--- RECORDS ---
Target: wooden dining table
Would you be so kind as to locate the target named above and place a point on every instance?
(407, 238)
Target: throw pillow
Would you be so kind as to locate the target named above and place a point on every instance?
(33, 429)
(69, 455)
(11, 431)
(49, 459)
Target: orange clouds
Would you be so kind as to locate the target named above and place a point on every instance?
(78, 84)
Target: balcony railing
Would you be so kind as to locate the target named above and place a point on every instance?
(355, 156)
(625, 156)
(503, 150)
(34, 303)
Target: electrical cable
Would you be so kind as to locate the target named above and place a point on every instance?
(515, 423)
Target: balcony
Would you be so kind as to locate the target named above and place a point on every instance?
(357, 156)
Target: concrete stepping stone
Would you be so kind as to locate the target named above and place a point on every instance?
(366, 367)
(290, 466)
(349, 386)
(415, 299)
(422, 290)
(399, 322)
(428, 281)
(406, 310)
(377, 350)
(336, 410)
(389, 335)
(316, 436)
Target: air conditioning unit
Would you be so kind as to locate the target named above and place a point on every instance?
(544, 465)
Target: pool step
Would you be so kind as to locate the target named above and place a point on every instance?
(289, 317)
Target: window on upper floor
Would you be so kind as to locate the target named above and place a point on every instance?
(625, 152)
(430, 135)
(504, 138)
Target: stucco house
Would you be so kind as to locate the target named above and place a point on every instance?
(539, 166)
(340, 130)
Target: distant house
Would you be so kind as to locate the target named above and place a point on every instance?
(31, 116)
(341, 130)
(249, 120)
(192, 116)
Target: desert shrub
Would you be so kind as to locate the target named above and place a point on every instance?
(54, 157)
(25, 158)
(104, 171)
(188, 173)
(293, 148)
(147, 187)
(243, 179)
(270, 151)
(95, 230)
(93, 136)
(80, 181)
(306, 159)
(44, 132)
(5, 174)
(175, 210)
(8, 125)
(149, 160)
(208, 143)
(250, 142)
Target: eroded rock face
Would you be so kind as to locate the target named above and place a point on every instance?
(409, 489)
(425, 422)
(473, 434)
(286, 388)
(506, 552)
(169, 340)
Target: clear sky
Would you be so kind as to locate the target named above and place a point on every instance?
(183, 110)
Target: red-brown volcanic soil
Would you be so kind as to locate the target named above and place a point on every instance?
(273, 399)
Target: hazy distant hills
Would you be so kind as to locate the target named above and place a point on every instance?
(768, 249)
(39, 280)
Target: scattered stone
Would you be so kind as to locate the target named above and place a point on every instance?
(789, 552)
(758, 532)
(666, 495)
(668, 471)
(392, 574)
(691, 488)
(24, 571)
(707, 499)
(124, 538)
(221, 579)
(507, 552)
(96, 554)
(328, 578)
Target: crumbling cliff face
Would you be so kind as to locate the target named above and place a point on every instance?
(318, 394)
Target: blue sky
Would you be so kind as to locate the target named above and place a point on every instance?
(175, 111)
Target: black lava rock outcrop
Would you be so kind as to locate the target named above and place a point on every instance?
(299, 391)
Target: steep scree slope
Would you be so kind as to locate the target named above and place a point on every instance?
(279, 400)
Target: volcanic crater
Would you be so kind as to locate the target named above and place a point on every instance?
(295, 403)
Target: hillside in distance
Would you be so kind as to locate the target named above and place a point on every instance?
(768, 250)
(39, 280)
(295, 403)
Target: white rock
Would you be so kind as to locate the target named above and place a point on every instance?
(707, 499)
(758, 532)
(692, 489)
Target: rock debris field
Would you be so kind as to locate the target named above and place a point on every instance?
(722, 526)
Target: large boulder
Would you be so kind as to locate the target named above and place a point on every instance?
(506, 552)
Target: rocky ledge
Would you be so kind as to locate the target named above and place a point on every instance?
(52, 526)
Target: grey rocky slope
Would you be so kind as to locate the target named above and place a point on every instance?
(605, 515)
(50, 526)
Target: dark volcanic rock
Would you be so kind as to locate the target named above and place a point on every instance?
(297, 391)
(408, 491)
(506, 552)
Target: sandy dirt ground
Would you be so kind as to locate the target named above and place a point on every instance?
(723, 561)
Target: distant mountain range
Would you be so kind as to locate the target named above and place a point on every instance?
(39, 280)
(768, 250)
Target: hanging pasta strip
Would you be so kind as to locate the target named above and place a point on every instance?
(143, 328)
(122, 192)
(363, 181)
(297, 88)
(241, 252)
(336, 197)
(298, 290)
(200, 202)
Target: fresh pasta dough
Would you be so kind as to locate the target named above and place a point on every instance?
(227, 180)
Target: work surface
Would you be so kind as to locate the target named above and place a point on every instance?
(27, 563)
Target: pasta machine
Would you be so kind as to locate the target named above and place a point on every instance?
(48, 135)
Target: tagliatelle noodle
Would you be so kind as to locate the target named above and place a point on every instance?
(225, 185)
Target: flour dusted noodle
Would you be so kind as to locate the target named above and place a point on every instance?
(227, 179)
---
▶ TASK TO CARRY OUT: Each line of the listing above should be output exactly.

▶ ANSWER BELOW:
Target: wooden dining table
Would you be so kind as to locate the target named above and place a point on every instance?
(407, 238)
Target: throw pillow
Would you be so kind as to locate the target named above and place a point on every instance?
(33, 429)
(69, 455)
(11, 431)
(49, 459)
Target: orange clouds
Would you be so kind as to locate the target named above and place a point on every instance?
(78, 84)
Target: balcony railing
Would you be so kind as to locate the target named above and place a point on every instance?
(355, 156)
(625, 156)
(503, 150)
(34, 303)
Target: electrical cable
Would you be so kind as to locate the target named above and place a point on every instance?
(515, 423)
Target: balcony
Would you be so kind as to locate the target named above and place a point on every instance?
(357, 156)
Target: concrete stepping stone
Would you be so kind as to locate the target named above and place a point on every instance?
(366, 367)
(290, 466)
(349, 386)
(415, 299)
(422, 290)
(399, 322)
(428, 281)
(406, 310)
(377, 350)
(336, 410)
(389, 335)
(316, 436)
Target: air conditioning unit
Would you be so kind as to locate the target named above and place a point on every instance?
(544, 465)
Target: pool step
Would you be so kind as to locate the target named above and place a point on every instance?
(289, 317)
Target: window on upper floor
Would you be so kind as to locate the target named above and place a point on every instance?
(625, 152)
(430, 135)
(504, 138)
Target: stucco house
Would you be so kind as to locate the target named above and place a point on every instance?
(539, 166)
(340, 130)
Target: distant house
Would you be so kind as to locate the target named above and place a point on every instance?
(31, 116)
(341, 130)
(249, 120)
(192, 116)
Target: desert shrub
Would you be so kind as to locate the target named above and place a point on every instance?
(54, 157)
(25, 158)
(104, 171)
(188, 173)
(293, 148)
(147, 187)
(243, 179)
(270, 151)
(95, 230)
(93, 136)
(80, 181)
(306, 159)
(44, 132)
(5, 174)
(175, 210)
(8, 125)
(149, 160)
(208, 143)
(250, 142)
Target: eroded rock face
Would you be so kind as to locate the target named above and place a point on every instance?
(409, 489)
(425, 422)
(473, 434)
(286, 388)
(506, 552)
(169, 340)
Target: clear sky
Would you be so kind as to locate the target named above and place a point on every instance?
(183, 110)
Target: red-brown volcanic soil
Would you be so kind as to locate the target named above and place a point on every instance?
(273, 399)
Target: hazy distant hills
Would you be so kind as to locate the target named above and place a point on every instance?
(768, 249)
(39, 280)
Target: scattered stone
Would you be so kind as to locate the target named above and place a point on every instance?
(789, 552)
(758, 532)
(666, 495)
(668, 471)
(392, 574)
(691, 488)
(24, 571)
(707, 499)
(124, 538)
(221, 579)
(507, 552)
(96, 554)
(328, 578)
Target: crumbling cliff face
Would you be so kind as to locate the target named above and place a point on every instance?
(318, 394)
Target: blue sky
Would you be so kind as to locate the target named above and place a point on every instance?
(175, 111)
Target: black lava rock outcrop
Would you be so kind as to locate the target named above and place a point on every instance?
(299, 391)
Target: steep scree slope
Would you be so kind as to locate the target named above and place a point on every instance?
(279, 400)
Target: volcanic crater
Would you be so kind as to locate the target named above and place a point on every instance?
(295, 403)
Target: hillside in distance
Would you be so kind as to locate the target named above and place a point on every instance?
(768, 250)
(39, 280)
(295, 403)
Target: white rock
Would you be so kind as to locate the target named above and place a point on every instance?
(707, 499)
(758, 532)
(692, 489)
Target: rock debris field
Would you be so kind as to locate the target named above and place a point on every instance?
(722, 526)
Target: large boulder
Would you be so kind as to locate the target named above and place a point on every instance?
(506, 552)
Target: rocky ledge
Would you be so kind as to locate the target named above and place a point on every instance?
(52, 526)
Target: grey rocky slope
Would you be so kind as to locate the target named above and place a point on every instance?
(605, 515)
(50, 526)
Target: dark volcanic rock
Would you be so kind as to locate the target named above and place a point on every instance?
(297, 391)
(408, 491)
(506, 552)
Target: sandy dirt ground
Would you be so kind as to locate the target named above and place a point on every instance?
(723, 561)
Target: distant mountain range
Would you be so kind as to locate the target named above and place a point on every instance?
(39, 280)
(768, 250)
Target: hanging pasta strip
Would you be so kind as to locate the target named above and place a point on every instance?
(143, 328)
(122, 192)
(363, 181)
(297, 88)
(241, 252)
(336, 197)
(298, 290)
(200, 202)
Target: fresh pasta dough
Would you be so kind as to locate the target named above and place a point on every instance?
(227, 180)
Target: work surface
Would you be so kind as to locate the target named above and place a point on every instance?
(27, 563)
Target: pasta machine
Would you be so kind as to locate the target named above and place a point on every instance?
(48, 135)
Target: tagliatelle noodle
Would you be so kind as to locate the target named above and place a point on every instance?
(225, 185)
Target: flour dusted noodle
Would you be so kind as to locate the target named above and place a point on every instance?
(227, 179)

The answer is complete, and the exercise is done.